# Exercise goal
Each entry below is to be duplicated verbatim.

# Listed records

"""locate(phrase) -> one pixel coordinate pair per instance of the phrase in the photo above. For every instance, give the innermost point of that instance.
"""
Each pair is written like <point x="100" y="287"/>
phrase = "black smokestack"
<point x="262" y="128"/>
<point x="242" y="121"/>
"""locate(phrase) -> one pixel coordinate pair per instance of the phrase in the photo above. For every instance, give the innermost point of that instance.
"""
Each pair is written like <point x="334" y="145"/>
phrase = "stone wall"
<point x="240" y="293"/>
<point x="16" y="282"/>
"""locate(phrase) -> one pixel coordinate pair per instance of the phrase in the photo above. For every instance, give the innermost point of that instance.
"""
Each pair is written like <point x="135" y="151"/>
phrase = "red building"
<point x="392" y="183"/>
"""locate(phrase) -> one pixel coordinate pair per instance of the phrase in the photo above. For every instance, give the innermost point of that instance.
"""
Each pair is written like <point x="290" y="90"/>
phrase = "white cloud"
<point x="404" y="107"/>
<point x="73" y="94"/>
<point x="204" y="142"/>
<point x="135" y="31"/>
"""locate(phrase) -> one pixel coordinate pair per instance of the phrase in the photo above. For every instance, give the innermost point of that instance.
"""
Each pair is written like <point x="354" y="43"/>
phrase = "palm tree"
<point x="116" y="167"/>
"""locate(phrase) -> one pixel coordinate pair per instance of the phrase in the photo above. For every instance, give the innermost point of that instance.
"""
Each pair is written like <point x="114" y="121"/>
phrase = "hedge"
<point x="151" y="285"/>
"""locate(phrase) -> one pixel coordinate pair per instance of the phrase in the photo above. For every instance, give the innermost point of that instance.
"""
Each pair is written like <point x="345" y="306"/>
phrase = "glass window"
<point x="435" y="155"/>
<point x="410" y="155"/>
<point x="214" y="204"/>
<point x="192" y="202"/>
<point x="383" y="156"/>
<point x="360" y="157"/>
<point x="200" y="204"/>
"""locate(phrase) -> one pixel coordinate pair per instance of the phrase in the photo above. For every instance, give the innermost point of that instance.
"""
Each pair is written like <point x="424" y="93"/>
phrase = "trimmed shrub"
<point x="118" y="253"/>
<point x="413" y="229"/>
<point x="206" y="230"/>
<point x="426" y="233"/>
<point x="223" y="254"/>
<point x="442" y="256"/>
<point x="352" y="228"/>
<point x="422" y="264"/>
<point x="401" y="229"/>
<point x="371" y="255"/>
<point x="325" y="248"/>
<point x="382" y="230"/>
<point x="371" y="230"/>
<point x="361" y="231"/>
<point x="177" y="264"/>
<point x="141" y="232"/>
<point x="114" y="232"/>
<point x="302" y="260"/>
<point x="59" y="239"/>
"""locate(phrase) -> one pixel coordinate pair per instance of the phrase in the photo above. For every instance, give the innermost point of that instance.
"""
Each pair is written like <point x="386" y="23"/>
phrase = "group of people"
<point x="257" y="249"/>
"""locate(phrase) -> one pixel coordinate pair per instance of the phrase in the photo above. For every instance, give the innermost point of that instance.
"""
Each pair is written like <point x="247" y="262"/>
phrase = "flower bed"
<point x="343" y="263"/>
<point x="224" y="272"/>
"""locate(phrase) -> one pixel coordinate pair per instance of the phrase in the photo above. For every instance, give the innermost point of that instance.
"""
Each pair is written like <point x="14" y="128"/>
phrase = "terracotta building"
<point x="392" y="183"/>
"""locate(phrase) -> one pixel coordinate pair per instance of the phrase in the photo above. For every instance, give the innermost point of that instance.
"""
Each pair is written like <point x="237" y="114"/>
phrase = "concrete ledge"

# Answer to the exercise
"""locate(phrase) -> one pixel coordinate pair per instance of the phrase in the photo above. For every instance, give the innermost point of that instance.
"""
Each pair is written like <point x="100" y="287"/>
phrase = "black smokestack"
<point x="262" y="128"/>
<point x="242" y="121"/>
"""locate(phrase) -> one pixel coordinate pair per instance of the phrase in the photo above. For every instance, give the innermost point of that instance.
"""
Each pair is written like <point x="334" y="145"/>
phrase = "stone wall"
<point x="240" y="293"/>
<point x="16" y="282"/>
"""locate(phrase) -> one pixel coordinate pair per instance of the phrase in the photo above. For every instance, give the innermost point of that instance.
"""
Each pair is written like <point x="135" y="151"/>
phrase = "red building"
<point x="392" y="183"/>
"""locate(phrase) -> one pixel coordinate pair per instance of the phrase in the photo above. For every instance, give the innermost point of that instance.
"""
Each pair is written like <point x="290" y="90"/>
phrase = "white cloud"
<point x="404" y="107"/>
<point x="73" y="94"/>
<point x="204" y="142"/>
<point x="135" y="31"/>
"""locate(phrase) -> one pixel coordinate pair per instance of the phrase in the photo above. For every instance, give the innermost point of that instance.
"""
Each pair is written like <point x="354" y="43"/>
phrase = "palm tree"
<point x="116" y="167"/>
"""locate(phrase) -> one pixel coordinate pair per instance of the phrase in the photo above. For every instance, give the innermost point of that instance.
"""
Each pair is written like <point x="114" y="121"/>
phrase = "hedge"
<point x="151" y="285"/>
"""locate(phrase) -> one pixel coordinate pair per instance of the phrase in the photo above. For every instance, give the innermost point of that instance.
"""
Each pair is written like <point x="345" y="306"/>
phrase = "glass window"
<point x="435" y="155"/>
<point x="410" y="155"/>
<point x="214" y="204"/>
<point x="192" y="202"/>
<point x="383" y="156"/>
<point x="360" y="157"/>
<point x="200" y="204"/>
"""locate(phrase) -> one pixel coordinate pair per instance of the phrase in the photo above. For every instance, give the innermost point of that instance.
"""
Each pair is written like <point x="424" y="93"/>
phrase = "trimmed shrub"
<point x="118" y="253"/>
<point x="413" y="229"/>
<point x="206" y="230"/>
<point x="426" y="233"/>
<point x="223" y="254"/>
<point x="442" y="256"/>
<point x="352" y="228"/>
<point x="422" y="264"/>
<point x="401" y="229"/>
<point x="371" y="255"/>
<point x="325" y="248"/>
<point x="382" y="230"/>
<point x="371" y="230"/>
<point x="361" y="231"/>
<point x="177" y="264"/>
<point x="141" y="232"/>
<point x="114" y="232"/>
<point x="302" y="260"/>
<point x="59" y="239"/>
"""locate(phrase) -> one pixel coordinate pair per instance of the phrase in the photo above. For every instance, give the innermost point of that instance.
"""
Each pair is written like <point x="386" y="23"/>
phrase = "group of people"
<point x="257" y="249"/>
"""locate(phrase) -> one pixel coordinate pair per instance of the phrase in the photo above. For every instance, give the innermost point of that instance.
"""
Each pair is written like <point x="247" y="262"/>
phrase = "flower bed"
<point x="343" y="263"/>
<point x="224" y="272"/>
"""locate(phrase) -> one pixel coordinate pair per instance of the phrase in the photo above. For every instance, give the innermost point of that instance.
"""
Each pair is written like <point x="14" y="128"/>
phrase = "terracotta building"
<point x="392" y="183"/>
"""locate(phrase) -> one pixel coordinate pair per instance of the phrase in the photo above. For every instance, give the innermost point of that instance.
"""
Each pair is written like <point x="237" y="114"/>
phrase = "concrete ledge"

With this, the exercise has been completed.